Page extract.
* start *

By Mark McSherry
NEW YORK (Reuters) - The value of global mergers and acquisitions for 2006 has reached an all-time high of $3.368 trillion, beating the previous record of $3.332 trillion in 2000, research firm Dealogic said on Thursday.
The merger boom has been driven by low interest rates, gains in stock markets, liberal credit markets and strong chief executive confidence, bankers said at this week's Reuters Investment Banking Summit in New York.
Also fueling the M&A market have been private equity funds, also known as financial sponsors, which have raised more than $300 billion in new funding this year, according to research by Private Equity Intelligence.
Dealogic said financial sponsor M&A buyout volume has reached a record $563.2 billion in 2006, accounting for 17 percent of all global merger activity. That compares to only $118.4 billion and 4 percent of deal value in 2000.

* end *

Data excerpts.
* start *

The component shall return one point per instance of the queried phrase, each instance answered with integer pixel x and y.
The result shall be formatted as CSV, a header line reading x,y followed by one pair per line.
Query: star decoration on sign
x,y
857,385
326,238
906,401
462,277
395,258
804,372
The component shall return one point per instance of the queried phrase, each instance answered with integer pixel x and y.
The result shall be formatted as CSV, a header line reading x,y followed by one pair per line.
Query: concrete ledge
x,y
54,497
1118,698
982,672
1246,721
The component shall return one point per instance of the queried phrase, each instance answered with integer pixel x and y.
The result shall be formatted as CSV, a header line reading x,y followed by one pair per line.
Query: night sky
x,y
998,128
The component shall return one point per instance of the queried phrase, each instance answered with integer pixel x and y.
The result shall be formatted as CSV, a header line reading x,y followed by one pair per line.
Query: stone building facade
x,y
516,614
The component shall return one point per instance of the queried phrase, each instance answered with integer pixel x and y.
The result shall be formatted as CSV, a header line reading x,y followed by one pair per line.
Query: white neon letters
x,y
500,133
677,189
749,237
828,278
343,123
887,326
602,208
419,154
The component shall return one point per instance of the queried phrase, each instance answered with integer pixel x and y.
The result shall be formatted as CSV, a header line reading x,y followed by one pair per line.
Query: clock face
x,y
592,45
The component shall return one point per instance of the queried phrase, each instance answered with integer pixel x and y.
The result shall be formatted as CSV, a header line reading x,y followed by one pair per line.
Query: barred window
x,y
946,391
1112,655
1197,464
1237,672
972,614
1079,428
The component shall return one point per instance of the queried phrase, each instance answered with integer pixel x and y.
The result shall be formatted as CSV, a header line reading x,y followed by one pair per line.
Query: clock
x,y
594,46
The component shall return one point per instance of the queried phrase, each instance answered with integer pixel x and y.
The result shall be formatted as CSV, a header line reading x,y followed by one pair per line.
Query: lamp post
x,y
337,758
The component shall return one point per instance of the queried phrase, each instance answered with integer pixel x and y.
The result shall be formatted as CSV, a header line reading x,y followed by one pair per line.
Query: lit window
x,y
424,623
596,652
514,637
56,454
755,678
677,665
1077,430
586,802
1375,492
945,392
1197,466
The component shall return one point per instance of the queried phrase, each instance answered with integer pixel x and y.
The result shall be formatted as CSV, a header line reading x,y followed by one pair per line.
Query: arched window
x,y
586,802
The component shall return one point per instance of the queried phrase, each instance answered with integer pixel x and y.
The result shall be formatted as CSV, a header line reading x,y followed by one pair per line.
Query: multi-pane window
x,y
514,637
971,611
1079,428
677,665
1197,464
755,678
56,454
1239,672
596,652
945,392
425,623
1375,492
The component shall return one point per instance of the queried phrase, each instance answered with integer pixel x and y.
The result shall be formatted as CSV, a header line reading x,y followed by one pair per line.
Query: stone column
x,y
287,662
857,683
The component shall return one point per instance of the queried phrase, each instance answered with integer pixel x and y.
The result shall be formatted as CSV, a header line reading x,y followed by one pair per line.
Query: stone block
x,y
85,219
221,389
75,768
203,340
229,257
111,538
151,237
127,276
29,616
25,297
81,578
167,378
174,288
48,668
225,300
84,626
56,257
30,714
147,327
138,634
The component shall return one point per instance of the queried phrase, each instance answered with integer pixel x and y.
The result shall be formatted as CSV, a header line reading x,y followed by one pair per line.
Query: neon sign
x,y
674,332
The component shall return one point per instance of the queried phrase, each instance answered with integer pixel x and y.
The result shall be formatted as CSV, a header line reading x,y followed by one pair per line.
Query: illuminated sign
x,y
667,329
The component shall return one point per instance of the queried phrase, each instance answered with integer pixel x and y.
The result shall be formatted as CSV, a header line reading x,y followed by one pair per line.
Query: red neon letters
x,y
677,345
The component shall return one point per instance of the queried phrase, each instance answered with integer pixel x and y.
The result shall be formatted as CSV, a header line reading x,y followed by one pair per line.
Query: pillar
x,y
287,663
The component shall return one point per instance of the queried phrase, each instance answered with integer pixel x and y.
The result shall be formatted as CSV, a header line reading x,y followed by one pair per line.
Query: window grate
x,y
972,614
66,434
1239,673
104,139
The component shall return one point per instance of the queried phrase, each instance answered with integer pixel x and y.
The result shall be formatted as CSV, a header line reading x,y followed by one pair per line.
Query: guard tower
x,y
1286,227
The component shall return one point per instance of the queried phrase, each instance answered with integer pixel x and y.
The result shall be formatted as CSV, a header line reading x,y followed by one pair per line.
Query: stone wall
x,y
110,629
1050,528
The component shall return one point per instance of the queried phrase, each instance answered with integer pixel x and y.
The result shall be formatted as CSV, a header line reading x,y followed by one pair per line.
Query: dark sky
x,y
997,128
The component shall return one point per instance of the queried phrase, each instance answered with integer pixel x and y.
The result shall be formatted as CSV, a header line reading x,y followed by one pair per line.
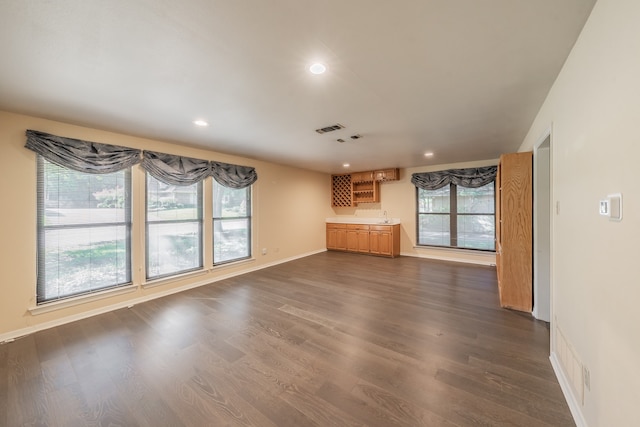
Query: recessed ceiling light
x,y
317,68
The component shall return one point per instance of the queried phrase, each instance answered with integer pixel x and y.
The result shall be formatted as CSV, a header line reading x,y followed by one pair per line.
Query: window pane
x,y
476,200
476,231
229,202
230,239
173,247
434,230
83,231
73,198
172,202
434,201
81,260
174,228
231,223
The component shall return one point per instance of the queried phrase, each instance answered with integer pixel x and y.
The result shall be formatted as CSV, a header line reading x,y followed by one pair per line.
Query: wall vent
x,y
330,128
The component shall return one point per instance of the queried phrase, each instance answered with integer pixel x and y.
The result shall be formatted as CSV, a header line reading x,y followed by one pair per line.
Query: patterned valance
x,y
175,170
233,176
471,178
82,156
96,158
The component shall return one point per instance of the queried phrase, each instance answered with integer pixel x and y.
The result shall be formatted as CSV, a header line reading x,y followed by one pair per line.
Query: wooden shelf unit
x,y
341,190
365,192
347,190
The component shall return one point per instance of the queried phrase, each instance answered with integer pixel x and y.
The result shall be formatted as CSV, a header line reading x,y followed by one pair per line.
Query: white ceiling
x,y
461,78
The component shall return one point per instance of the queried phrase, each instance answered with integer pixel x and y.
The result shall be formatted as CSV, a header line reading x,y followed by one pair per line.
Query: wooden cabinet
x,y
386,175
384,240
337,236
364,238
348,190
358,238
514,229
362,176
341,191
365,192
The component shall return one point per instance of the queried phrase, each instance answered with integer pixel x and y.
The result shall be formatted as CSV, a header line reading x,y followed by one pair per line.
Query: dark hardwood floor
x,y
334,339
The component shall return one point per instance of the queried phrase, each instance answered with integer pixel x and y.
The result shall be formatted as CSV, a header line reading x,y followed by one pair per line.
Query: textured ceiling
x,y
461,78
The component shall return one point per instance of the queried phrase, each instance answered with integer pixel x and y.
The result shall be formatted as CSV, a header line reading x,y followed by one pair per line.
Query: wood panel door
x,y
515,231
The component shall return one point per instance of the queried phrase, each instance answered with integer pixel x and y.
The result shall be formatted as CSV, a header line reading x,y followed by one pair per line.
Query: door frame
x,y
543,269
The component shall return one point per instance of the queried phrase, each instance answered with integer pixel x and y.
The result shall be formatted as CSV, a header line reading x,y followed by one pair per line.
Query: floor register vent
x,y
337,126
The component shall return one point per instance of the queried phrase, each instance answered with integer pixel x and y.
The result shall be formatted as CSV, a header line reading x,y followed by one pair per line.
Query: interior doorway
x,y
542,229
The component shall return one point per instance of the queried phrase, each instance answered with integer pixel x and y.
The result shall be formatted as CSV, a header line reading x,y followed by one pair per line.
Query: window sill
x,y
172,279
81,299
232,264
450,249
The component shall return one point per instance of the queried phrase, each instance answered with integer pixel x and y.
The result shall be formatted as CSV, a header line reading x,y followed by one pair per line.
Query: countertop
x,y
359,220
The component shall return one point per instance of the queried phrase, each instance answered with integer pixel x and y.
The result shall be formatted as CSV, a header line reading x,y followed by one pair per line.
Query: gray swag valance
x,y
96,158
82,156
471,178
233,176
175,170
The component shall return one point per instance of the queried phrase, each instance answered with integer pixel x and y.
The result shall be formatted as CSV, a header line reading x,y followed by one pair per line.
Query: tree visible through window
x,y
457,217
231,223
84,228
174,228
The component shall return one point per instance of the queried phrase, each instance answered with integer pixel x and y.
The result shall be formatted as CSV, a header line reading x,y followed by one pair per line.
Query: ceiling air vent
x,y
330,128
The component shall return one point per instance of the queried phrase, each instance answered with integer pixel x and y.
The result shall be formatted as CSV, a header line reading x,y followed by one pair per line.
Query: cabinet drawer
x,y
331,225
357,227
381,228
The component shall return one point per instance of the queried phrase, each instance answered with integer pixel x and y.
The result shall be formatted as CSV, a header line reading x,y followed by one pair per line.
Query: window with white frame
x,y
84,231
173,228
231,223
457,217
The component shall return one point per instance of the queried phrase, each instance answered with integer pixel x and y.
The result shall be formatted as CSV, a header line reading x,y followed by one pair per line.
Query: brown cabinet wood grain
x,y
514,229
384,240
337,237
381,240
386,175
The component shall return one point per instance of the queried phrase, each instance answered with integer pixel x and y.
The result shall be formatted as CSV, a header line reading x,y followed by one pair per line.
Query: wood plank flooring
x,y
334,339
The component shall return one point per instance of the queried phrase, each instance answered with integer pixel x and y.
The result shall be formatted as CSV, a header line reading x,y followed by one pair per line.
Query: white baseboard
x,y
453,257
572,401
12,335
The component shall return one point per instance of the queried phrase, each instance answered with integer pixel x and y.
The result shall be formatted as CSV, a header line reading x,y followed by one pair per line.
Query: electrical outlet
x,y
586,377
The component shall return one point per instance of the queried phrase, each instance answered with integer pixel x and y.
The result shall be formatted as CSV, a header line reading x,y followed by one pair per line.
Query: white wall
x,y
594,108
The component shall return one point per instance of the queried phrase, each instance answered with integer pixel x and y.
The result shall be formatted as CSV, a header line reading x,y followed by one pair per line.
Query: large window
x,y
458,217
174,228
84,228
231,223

* end *

Task objective.
Answer from the mergers report:
(a) What was the previous record for the value of global mergers and acquisitions, and in what year was it set?
(b) How much new funding have private equity funds raised this year, according to Private Equity Intelligence?
(c) What share of all global merger activity did financial sponsor buyout volume account for in 2006?
Rely only on the mergers report, not on the data.

Reply.
(a) $3.332 trillion, in 2000.
(b) More than $300 billion.
(c) 17 percent.